## Description of the task
Copy exactly, and only, the lines that start at the line containing "Exercise. Point out each instance of the woman's hand" and end at the last line of the material below.

• • •

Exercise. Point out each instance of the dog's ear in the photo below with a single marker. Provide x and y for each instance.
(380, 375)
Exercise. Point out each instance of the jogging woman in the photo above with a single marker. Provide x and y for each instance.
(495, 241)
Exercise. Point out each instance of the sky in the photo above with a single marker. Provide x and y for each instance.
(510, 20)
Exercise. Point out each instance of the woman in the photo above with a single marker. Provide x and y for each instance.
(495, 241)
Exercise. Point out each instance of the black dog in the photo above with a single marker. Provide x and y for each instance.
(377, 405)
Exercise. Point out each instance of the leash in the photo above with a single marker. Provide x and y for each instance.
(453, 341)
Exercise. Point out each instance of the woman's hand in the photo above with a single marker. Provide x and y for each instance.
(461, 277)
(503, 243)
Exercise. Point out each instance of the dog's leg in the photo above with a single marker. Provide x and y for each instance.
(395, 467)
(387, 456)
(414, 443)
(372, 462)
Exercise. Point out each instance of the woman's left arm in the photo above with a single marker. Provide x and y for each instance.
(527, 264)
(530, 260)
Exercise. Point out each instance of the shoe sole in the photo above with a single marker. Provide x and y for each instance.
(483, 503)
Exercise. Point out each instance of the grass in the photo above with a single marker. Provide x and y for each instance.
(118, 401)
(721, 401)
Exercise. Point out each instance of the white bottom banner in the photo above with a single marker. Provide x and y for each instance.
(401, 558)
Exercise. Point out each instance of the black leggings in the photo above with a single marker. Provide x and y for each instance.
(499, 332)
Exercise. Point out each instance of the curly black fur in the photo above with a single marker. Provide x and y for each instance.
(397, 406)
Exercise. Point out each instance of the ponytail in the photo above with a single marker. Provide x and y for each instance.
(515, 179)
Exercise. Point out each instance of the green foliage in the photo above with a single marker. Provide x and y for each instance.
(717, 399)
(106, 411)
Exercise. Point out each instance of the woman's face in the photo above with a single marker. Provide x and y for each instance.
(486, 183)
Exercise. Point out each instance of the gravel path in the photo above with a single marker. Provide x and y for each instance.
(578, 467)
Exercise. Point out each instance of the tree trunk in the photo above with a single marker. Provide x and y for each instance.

• • •

## Answer section
Exercise. Point out each instance of the woman's hand in the photo above with a single marker. Provide x and y for each instance.
(461, 277)
(503, 243)
Exercise. Point out each instance of the dog's leg in the photo above with a single marker. Provide x and y for each instance.
(395, 467)
(387, 456)
(414, 443)
(372, 462)
Exercise. Point out each instance of the woman's left arm in the photo above with a single marker. Provide x and y for each instance.
(527, 264)
(530, 260)
Exercise. Point out each instance of the shoe sole in the photo above with a single marker. Provide x and y for each instance.
(483, 503)
Exercise. Point out each instance of the grass in the photo above with a single marker. Provide x and y for each instance.
(118, 401)
(721, 401)
Exercise. Point out each instance of the white bottom banner in the photo above with a single marker. Provide x and y for each instance.
(401, 558)
Exercise. Point out each instance of the black leggings in the photo above with a single marker. Provide x and y for each instance.
(499, 332)
Exercise. Point out each instance of the curly black fur in the photo above with a single marker. Provide x and y for each instance.
(397, 406)
Exercise. Point out each instance of the ponytail in the photo above with a single marker. Provide x and y for each instance.
(515, 179)
Exercise. Point out each instance of the green foliage in the photo above with a single marker. Provide x and y for each instance.
(717, 399)
(106, 411)
Exercise. Point out each instance of the woman's face in the photo above with a single marker. Provide x and y for each instance.
(486, 183)
Exercise. Point out each instance of the gravel path in the photo above with a single marker. Provide x and y for each instance.
(578, 467)
Exercise. Point out each instance of the tree trunk in the photo above with a single marker. Provide x and y for each instance.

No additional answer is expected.